Movie review: "Ready Player One"

Spielberg's new movie looks like a shiny new toy, just don't look under the label


Many of Steven Spielberg's movies are chapters in a long tome on lost innocence, broken families yearning to be repaired and nostalgia for a past when certain warm and fuzzy values meant something. In his frenetic new film, "Ready Player One," the director finds much of that wrapped up in a slightly judgy exploration of the vast universe of video games.

The movie centers on a young gamer named Wade Watts (Tye Sheridan), who lives with his harried aunt and her scuzzy boyfriend in a place called "The Stacks" somewhere in Columbus, Ohio. "The Stacks" are tall structures that allow mobile homes to be arranged on shelves that stack one upon another.

The year is 2045, and times have become so rough that everyone has pretty much given up on changing things for the good. So, they immerse themselves in the massive online simulation of "The Oasis," where they can look and act like any avatar they want and wander around through adventures bold, beautiful, dangerous and bizarre.

"The Oasis" was invented by the ultimate nerd, an eccentric tech-head named James Halliday (Mark Rylance), who seems part Stephen Hawking, part Howard Hughes and part video game developer Richard Garriott. Before Halliday died, he created a game-within-the-game.

It concerns the discovery of a hidden Easter egg that, if found, would give the winner his entire multi-million dollar fortune and master control over "The Oasis." To find the Easter egg, players have to navigate a near-impossible series of three levels after each of which they win a special key.

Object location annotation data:
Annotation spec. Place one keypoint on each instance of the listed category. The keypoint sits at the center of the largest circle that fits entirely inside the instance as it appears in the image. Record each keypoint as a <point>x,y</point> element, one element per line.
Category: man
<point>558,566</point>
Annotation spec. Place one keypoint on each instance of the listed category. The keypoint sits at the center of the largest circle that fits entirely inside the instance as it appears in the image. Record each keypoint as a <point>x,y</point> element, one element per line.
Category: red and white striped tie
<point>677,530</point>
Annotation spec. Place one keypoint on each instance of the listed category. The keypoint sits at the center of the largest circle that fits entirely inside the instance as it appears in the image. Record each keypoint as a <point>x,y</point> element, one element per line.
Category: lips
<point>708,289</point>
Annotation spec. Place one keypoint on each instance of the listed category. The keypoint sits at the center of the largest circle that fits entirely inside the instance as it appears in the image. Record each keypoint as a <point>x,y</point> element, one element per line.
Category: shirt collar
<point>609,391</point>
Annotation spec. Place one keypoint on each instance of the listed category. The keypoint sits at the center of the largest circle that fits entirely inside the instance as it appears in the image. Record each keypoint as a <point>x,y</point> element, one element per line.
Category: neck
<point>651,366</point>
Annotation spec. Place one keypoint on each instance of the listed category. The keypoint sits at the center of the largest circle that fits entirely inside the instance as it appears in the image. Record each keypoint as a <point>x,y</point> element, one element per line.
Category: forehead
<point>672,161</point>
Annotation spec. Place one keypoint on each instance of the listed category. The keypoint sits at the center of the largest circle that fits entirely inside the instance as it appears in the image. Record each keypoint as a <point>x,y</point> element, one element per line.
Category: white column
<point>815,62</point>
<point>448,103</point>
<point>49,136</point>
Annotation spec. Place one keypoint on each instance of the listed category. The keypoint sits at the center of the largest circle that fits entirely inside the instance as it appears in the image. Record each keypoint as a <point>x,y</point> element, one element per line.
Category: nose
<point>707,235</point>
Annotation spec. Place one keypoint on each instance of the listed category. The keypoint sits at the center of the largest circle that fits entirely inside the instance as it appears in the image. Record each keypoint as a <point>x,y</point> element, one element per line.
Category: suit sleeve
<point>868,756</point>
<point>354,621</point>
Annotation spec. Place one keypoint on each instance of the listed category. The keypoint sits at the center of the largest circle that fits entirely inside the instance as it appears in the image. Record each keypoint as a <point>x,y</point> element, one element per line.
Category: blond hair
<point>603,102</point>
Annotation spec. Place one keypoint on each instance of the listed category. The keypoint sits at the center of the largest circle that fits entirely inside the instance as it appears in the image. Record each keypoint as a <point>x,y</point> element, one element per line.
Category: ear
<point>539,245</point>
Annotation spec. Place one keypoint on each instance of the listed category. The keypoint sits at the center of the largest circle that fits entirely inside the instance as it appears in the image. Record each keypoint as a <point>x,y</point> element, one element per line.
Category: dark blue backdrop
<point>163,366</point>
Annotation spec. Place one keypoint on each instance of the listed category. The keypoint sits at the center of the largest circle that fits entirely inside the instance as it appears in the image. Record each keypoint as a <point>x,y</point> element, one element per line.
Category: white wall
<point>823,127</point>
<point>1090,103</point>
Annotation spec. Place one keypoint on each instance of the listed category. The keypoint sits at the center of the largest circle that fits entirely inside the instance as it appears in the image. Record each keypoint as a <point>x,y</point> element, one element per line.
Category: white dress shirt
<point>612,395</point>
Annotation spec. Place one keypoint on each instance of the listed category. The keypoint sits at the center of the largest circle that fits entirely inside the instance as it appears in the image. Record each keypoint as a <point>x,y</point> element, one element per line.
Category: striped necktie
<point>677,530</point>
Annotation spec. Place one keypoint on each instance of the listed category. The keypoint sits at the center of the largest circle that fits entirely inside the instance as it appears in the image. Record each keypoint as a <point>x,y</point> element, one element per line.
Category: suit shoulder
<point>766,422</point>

[TASKS TO CARRY OUT]:
1/ How would you render this sentence from the movie review in Spanish: "The year is 2045, and times have become so rough that everyone has pretty much given up on changing things for the good."
2/ Set down, word for word, the passage of the movie review that begins at the words "The movie centers" and stops after "dangerous and bizarre.".

[ANSWERS PER TASK]:
1/ Es el año 2045, y los tiempos se han vuelto tan difíciles que prácticamente todos han renunciado a cambiar las cosas para bien.

2/
The movie centers on a young gamer named Wade Watts (Tye Sheridan), who lives with his harried aunt and her scuzzy boyfriend in a place called "The Stacks" somewhere in Columbus, Ohio. "The Stacks" are tall structures that allow mobile homes to be arranged on shelves that stack one upon another.

The year is 2045, and times have become so rough that everyone has pretty much given up on changing things for the good. So, they immerse themselves in the massive online simulation of "The Oasis," where they can look and act like any avatar they want and wander around through adventures bold, beautiful, dangerous and bizarre.